[DIRECTIONS FOR THIS TASK]:
An exact copy of every entry is needed, without any of the pictures.

[INPUT DATA]:
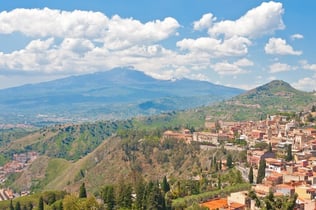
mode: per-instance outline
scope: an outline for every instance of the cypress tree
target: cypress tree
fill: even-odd
[[[272,144],[269,142],[269,152],[272,152]]]
[[[12,200],[10,200],[10,210],[14,210]]]
[[[231,154],[227,155],[226,165],[227,165],[228,168],[232,168],[233,167],[233,157],[232,157]]]
[[[87,197],[87,191],[85,183],[82,183],[79,189],[79,198],[86,198]]]
[[[38,210],[44,210],[44,200],[42,196],[39,198],[38,201]]]
[[[250,184],[253,184],[253,168],[252,168],[252,166],[250,166],[250,169],[249,169],[248,180],[249,180]]]
[[[261,184],[262,180],[266,175],[266,161],[261,159],[259,163],[258,175],[257,175],[257,184]]]
[[[217,188],[218,188],[218,189],[221,189],[221,188],[222,188],[222,178],[221,178],[221,175],[218,175]]]
[[[169,185],[169,183],[167,181],[167,177],[166,176],[163,177],[161,188],[162,188],[162,191],[164,193],[166,193],[166,192],[168,192],[170,190],[170,185]]]
[[[21,204],[19,201],[16,202],[14,210],[21,210]]]
[[[293,160],[293,155],[292,155],[292,144],[287,145],[287,153],[285,156],[286,161],[291,161]]]
[[[58,210],[63,210],[64,207],[63,207],[63,202],[59,202],[59,205],[58,205]]]

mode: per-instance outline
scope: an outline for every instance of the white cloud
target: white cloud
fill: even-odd
[[[105,42],[110,48],[154,43],[175,35],[179,27],[171,17],[141,23],[118,15],[109,19],[100,12],[80,10],[15,9],[0,13],[0,34],[20,32],[30,37],[90,39]]]
[[[314,75],[313,78],[305,77],[293,83],[293,87],[299,90],[304,90],[304,91],[314,91],[316,90],[315,80],[316,80],[316,75]]]
[[[242,58],[236,61],[234,64],[237,66],[253,66],[254,65],[254,63],[251,60],[248,60],[247,58]]]
[[[212,13],[204,14],[200,20],[193,23],[193,28],[194,30],[208,29],[212,26],[215,20],[216,17],[214,17]]]
[[[108,18],[100,12],[15,9],[0,13],[0,33],[21,32],[31,37],[98,37]]]
[[[291,36],[291,39],[292,40],[295,40],[295,39],[303,39],[304,38],[304,36],[302,35],[302,34],[293,34],[292,36]]]
[[[227,61],[219,62],[213,65],[213,69],[219,75],[237,75],[244,74],[248,71],[242,67],[252,66],[253,62],[248,59],[240,59],[234,63],[229,63]]]
[[[281,38],[270,38],[264,47],[267,54],[274,55],[301,55],[302,51],[295,51],[292,46]]]
[[[285,25],[282,20],[284,9],[279,2],[263,2],[260,6],[249,10],[238,20],[224,20],[214,23],[209,29],[211,36],[224,34],[226,37],[245,36],[250,38],[272,34],[282,30]]]
[[[306,60],[300,61],[300,63],[303,69],[316,71],[316,64],[309,64]]]
[[[176,34],[180,27],[177,20],[168,17],[145,24],[132,18],[124,19],[115,15],[108,24],[105,34],[105,46],[109,49],[121,49],[135,44],[149,44],[161,41]]]
[[[286,72],[293,70],[294,68],[286,63],[274,63],[269,66],[270,73]]]
[[[248,53],[248,46],[251,41],[244,37],[231,37],[226,40],[219,40],[211,37],[200,37],[198,39],[183,39],[177,42],[181,50],[189,50],[199,53],[206,52],[212,56],[241,56]]]

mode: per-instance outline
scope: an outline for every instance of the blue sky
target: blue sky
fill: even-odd
[[[130,66],[159,79],[316,90],[315,1],[16,0],[0,5],[0,88]]]

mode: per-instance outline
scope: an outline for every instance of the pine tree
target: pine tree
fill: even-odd
[[[79,198],[86,198],[87,197],[87,191],[85,183],[82,183],[79,189]]]
[[[166,176],[163,177],[161,188],[162,188],[162,191],[164,193],[166,193],[166,192],[168,192],[170,190],[170,185],[169,185],[169,183],[167,181],[167,177]]]
[[[38,201],[38,210],[44,210],[44,200],[42,196],[39,198]]]
[[[258,175],[257,175],[257,184],[261,184],[262,180],[266,175],[266,161],[265,159],[261,159],[259,163]]]
[[[218,168],[220,171],[222,170],[222,166],[223,166],[222,160],[219,160]]]
[[[144,205],[144,199],[146,195],[146,184],[142,179],[138,180],[136,182],[135,186],[135,193],[136,193],[136,199],[135,199],[135,208],[136,209],[143,209]]]
[[[103,201],[107,206],[107,209],[112,210],[115,206],[114,187],[109,185],[102,190]]]
[[[252,166],[250,166],[250,169],[249,169],[248,180],[249,180],[250,184],[253,184],[253,168],[252,168]]]
[[[146,191],[146,209],[166,209],[165,198],[159,188],[159,183],[149,183]]]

[SOLUTION]:
mode: per-instance outline
scope: an outline for every instance of the cypress tree
target: cypress tree
fill: even-odd
[[[272,144],[269,142],[269,152],[272,152]]]
[[[12,200],[10,200],[10,210],[14,210]]]
[[[231,154],[227,155],[226,165],[227,165],[228,168],[232,168],[233,167],[233,157],[232,157]]]
[[[87,197],[87,191],[85,183],[82,183],[79,189],[79,198],[86,198]]]
[[[38,210],[44,210],[44,200],[42,196],[39,198],[38,201]]]
[[[250,184],[253,184],[253,168],[252,168],[252,166],[250,166],[250,169],[249,169],[248,180],[249,180]]]
[[[261,184],[262,180],[266,175],[266,161],[261,159],[259,163],[258,175],[257,175],[257,184]]]
[[[217,188],[218,188],[218,189],[221,189],[221,188],[222,188],[222,178],[221,178],[221,175],[218,175]]]
[[[169,185],[169,183],[167,181],[167,177],[166,176],[163,177],[161,188],[162,188],[162,191],[164,193],[166,193],[166,192],[168,192],[170,190],[170,185]]]
[[[21,204],[19,201],[16,202],[14,210],[21,210]]]
[[[293,160],[293,155],[292,155],[292,144],[287,145],[287,153],[285,156],[286,161],[291,161]]]
[[[58,210],[63,210],[64,207],[63,207],[63,202],[59,202],[59,205],[58,205]]]

mode: per-instance outline
scope: an outline for every instance of the white cloud
target: white cloud
fill: even-odd
[[[105,42],[110,48],[154,43],[175,35],[179,27],[171,17],[141,23],[118,15],[109,19],[100,12],[80,10],[15,9],[0,13],[0,34],[20,32],[30,37],[90,39]]]
[[[314,75],[313,78],[305,77],[293,83],[293,87],[299,90],[304,90],[304,91],[314,91],[316,90],[315,80],[316,80],[316,75]]]
[[[242,58],[236,61],[234,64],[237,66],[253,66],[254,65],[254,63],[251,60],[248,60],[247,58]]]
[[[212,13],[204,14],[200,20],[193,23],[193,28],[194,30],[208,29],[212,26],[215,20],[216,17],[214,17]]]
[[[108,18],[100,12],[15,9],[0,13],[0,33],[21,32],[31,37],[98,37]]]
[[[291,36],[291,39],[292,40],[295,40],[295,39],[303,39],[304,38],[304,36],[302,35],[302,34],[293,34],[292,36]]]
[[[227,61],[219,62],[213,65],[213,69],[219,75],[237,75],[244,74],[248,71],[242,67],[252,66],[253,62],[248,59],[240,59],[234,63],[229,63]]]
[[[281,38],[270,38],[264,47],[267,54],[274,55],[301,55],[302,51],[295,51],[292,46]]]
[[[285,25],[282,20],[284,9],[279,2],[263,2],[260,6],[249,10],[238,20],[224,20],[214,23],[209,29],[211,36],[224,34],[226,37],[245,36],[250,38],[272,34],[282,30]]]
[[[306,60],[300,61],[300,63],[303,69],[316,71],[316,64],[309,64]]]
[[[176,34],[180,27],[177,20],[168,17],[145,24],[132,18],[124,19],[115,15],[108,24],[105,34],[105,46],[109,49],[121,49],[135,44],[149,44],[161,41]]]
[[[286,72],[293,70],[294,68],[286,63],[274,63],[269,66],[270,73]]]
[[[248,53],[248,46],[251,41],[244,37],[231,37],[226,40],[219,40],[211,37],[200,37],[198,39],[183,39],[177,42],[181,50],[189,50],[199,53],[206,52],[212,56],[241,56]]]

mode: per-instance outline
scope: an outline for every instance of the blue sky
target: blue sky
fill: even-odd
[[[130,66],[159,79],[316,90],[315,1],[16,0],[0,5],[0,88]]]

mode: per-instance outline
scope: an outline for every instance of the pine tree
target: pine tree
fill: even-odd
[[[79,198],[86,198],[87,197],[87,191],[85,183],[82,183],[79,189]]]
[[[166,176],[163,177],[161,188],[162,188],[162,191],[164,193],[166,193],[166,192],[168,192],[170,190],[170,185],[169,185],[169,183],[167,181],[167,177]]]
[[[38,201],[38,210],[44,210],[44,200],[42,196],[39,198]]]
[[[258,175],[257,175],[257,184],[261,184],[262,180],[266,175],[266,161],[265,159],[261,159],[259,163]]]
[[[218,168],[220,171],[222,170],[222,166],[223,166],[222,160],[219,160]]]
[[[144,205],[144,199],[146,195],[146,184],[142,179],[138,180],[136,182],[135,186],[135,193],[136,193],[136,199],[135,199],[135,208],[136,209],[143,209]]]
[[[103,201],[107,206],[107,209],[112,210],[115,206],[114,187],[109,185],[102,190]]]
[[[252,166],[250,166],[250,169],[249,169],[248,180],[249,180],[250,184],[253,184],[253,168],[252,168]]]
[[[146,191],[146,209],[166,209],[165,198],[159,188],[159,183],[149,183]]]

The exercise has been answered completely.